Records:
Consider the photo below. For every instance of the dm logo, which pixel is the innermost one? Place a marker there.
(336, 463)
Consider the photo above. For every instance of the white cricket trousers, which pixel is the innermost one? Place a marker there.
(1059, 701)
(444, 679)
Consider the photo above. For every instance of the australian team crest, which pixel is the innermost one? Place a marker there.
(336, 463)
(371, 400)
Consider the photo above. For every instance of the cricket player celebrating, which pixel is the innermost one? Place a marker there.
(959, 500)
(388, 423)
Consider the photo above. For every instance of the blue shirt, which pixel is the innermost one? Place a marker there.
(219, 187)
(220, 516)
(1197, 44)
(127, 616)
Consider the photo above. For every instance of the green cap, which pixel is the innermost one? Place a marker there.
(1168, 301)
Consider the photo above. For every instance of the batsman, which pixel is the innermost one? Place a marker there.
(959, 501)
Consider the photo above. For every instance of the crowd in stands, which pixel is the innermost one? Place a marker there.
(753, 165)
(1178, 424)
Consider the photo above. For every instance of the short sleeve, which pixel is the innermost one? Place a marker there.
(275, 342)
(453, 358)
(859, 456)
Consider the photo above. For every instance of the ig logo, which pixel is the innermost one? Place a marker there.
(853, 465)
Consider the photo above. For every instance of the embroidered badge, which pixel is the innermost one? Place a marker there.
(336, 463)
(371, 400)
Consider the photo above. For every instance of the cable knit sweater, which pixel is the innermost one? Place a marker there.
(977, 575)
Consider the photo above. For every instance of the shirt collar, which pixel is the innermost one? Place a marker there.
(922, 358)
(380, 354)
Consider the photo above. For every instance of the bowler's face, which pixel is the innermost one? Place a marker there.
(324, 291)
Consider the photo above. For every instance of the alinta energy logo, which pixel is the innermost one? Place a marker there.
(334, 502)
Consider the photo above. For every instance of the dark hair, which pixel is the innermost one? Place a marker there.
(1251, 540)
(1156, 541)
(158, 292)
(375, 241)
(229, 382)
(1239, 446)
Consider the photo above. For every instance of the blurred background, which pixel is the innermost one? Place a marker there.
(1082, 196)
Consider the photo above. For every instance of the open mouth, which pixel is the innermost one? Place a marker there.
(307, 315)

## What the task requires:
Copy out the items above from the line containing "Consider the photo above. For every instance of the australian" through the line containing "(1239, 446)", keeping every line, and shift each coordinate in the answers by adding 108 to both of its numbers.

## Result for this task:
Consider the photo above. For every instance of the australian team crest, which pixel is the innermost one? Place a marker there.
(444, 571)
(479, 508)
Consider the photo above. For every instance of the cricket player celebrating, which pixel is the innermost one? Place a marker there.
(1067, 608)
(496, 531)
Consider the photo above. For every instance of the blue shirt, which pixel is the innermost one? Place a marker there.
(327, 295)
(328, 624)
(1305, 152)
(235, 724)
Consider the photo above. For every instance of the green cap, which pixel is the innermost one? Place a marker there.
(1276, 409)
Consider the photo above. For every instance of the batsman, which pixel is the innermost one? Place a marker there.
(1067, 609)
Consider the photo above. For every instance of the crowd in stands, which pixel is the innermost one? Place a marker there.
(861, 273)
(1286, 532)
Consider the photo above. For every instance of the short sleeve, which pixel is the innermost one? Place a marker there.
(383, 450)
(561, 466)
(967, 564)
Consider the photo above. For every instance of the ig logo, which pixel is the innermost one? Place a marker there.
(961, 573)
Consider the photo above. For every instance of the embroidered badge, which pixel is the innermost one? Place a marker there.
(444, 571)
(479, 508)
Consider the photo above. For every instance of the cable knit sweater, which pixel is the innermost one? Place a marker there.
(1085, 683)
Consider the photo above. For every instance of the shirt collar, which pixel is the innermost one? Place a marker there.
(1030, 466)
(488, 462)
Consider the photo above. For every instance of the bowler's face, which pixel is the innermost one? Place a marker there.
(432, 399)
Consider the photo above. For every instance of the alinta energy logo, which pixel is the innermost one? Place a marker there.
(442, 610)
Consider the photo above. For every instance of the dark hair, which pixel is the innermost one? Place a marker there.
(1359, 648)
(1264, 649)
(266, 400)
(483, 349)
(337, 490)
(1347, 554)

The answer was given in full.